→ **Activities**
• A. In the Gujarat High Court report, about how hot was it while migrant workers waited for hours to board a train or bus?
• B. From the Gujarat High Court report, set down the passage starting with "The bench took" and going on through "which were functional.", word for word.

→ **Excerpted text**
——

The Gujarat High Court on Monday took note of news reports highlighting the difficulties faced by migrant workers and as well as “underprivileged and weaker sections of the society that were afraid of dying of starvation and not COVID-19”.
In an ongoing hearing of a suo motu public interest litigation concerning the state’s measures to address several aspects of the pandemic, the court observed that the”situation seems to be going out of control”. It said though the state government may be doing its best, “yet we find that something is wrong somewhere. It appears that there is no proper coordination among various departments of the state government”.
The court also asked people not to lose heart as the “novel COVID-19 is not immortal”.
The court observed, “It appears that the migrant workers are suffering the most. They are desperate to go back to their native states… We appreciate the efforts of the state authorities in transporting the migrant workers by trains, buses, etc. However, it seems that before they are able to board the train or a bus, they have to suffer for hours together in this scorching heat of almost 45 degrees.”
The HC observed, “The state government should keep in mind that they are at present dealing with the most downtrodden, underprivileged and weaker sections of the society… They are not afraid of COVID-19, but they are afraid that they would die of starvation. In such circumstances, it becomes the paramount duty of the state government to assure and repose confidence in the downtrodden classes of people that they will be taken care of in the best possible manner. It is high time for the state government to deal with this delicate situation very carefully and instill confidence in the minds of the people at large that they will be taken care of.”
The bench took notice that it seemed like the police were instructed by the Director General of the Police to stop any worker walking and take them to the nearest shelter home. The court was interested in knowing the place and number of these shelter homes which were functional.
“Everyday hundreds of migrant workers with children are seen in different parts of the state, more particularly on the highways. Their condition is pathetic. They are living in the most inhumane and horrendous conditions. As we have observed earlier, although all necessary steps are being taken by the state government, more modalities need to be worked out at the earliest to ease the suffering of the people at large.”

——

→ **Material supplied**
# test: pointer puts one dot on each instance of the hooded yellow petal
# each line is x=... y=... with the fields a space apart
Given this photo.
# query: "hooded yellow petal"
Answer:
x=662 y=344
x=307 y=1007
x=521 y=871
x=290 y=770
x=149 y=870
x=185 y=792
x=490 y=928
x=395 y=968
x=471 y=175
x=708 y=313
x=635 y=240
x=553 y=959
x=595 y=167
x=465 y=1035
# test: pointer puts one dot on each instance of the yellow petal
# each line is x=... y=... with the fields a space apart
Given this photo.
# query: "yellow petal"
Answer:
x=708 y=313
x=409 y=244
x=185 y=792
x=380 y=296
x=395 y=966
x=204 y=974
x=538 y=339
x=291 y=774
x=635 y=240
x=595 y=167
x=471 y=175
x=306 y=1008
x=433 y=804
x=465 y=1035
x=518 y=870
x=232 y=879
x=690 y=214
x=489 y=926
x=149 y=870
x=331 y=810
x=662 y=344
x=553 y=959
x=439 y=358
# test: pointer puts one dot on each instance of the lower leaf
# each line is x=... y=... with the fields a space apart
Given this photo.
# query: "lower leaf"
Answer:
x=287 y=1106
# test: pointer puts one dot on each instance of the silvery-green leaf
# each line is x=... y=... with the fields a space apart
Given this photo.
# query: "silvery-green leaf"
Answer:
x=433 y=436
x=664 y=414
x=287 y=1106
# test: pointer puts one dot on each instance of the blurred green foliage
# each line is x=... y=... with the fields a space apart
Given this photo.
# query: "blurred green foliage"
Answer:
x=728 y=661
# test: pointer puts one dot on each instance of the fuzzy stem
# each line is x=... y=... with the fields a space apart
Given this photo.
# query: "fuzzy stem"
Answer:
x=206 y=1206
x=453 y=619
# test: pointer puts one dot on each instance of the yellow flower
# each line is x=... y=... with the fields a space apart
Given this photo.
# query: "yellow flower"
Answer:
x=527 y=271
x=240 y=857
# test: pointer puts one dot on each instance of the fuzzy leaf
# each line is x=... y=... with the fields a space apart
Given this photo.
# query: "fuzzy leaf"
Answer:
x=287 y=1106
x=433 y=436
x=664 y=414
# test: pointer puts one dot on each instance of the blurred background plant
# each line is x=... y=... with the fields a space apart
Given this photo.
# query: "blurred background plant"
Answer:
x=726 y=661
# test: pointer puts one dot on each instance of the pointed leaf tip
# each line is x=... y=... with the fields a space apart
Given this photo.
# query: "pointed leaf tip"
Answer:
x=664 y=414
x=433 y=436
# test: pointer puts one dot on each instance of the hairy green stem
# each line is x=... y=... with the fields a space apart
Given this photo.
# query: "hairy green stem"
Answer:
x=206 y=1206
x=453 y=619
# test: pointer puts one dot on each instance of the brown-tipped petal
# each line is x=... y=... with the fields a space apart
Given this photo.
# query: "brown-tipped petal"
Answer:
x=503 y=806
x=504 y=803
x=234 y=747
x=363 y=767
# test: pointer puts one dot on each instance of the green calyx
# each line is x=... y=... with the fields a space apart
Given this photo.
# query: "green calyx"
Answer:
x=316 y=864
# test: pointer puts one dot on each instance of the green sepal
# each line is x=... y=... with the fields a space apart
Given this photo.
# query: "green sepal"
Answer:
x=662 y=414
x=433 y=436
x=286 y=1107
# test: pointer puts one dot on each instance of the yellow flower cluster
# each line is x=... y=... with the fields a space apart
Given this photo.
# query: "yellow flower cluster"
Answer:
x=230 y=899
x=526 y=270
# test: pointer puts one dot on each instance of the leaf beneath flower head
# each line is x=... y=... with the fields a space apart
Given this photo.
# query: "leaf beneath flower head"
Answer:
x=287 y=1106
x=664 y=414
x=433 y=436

——

→ **Answers for this exercise**
• A. Almost 45 degrees.

• B.
The bench took notice that it seemed like the police were instructed by the Director General of the Police to stop any worker walking and take them to the nearest shelter home. The court was interested in knowing the place and number of these shelter homes which were functional.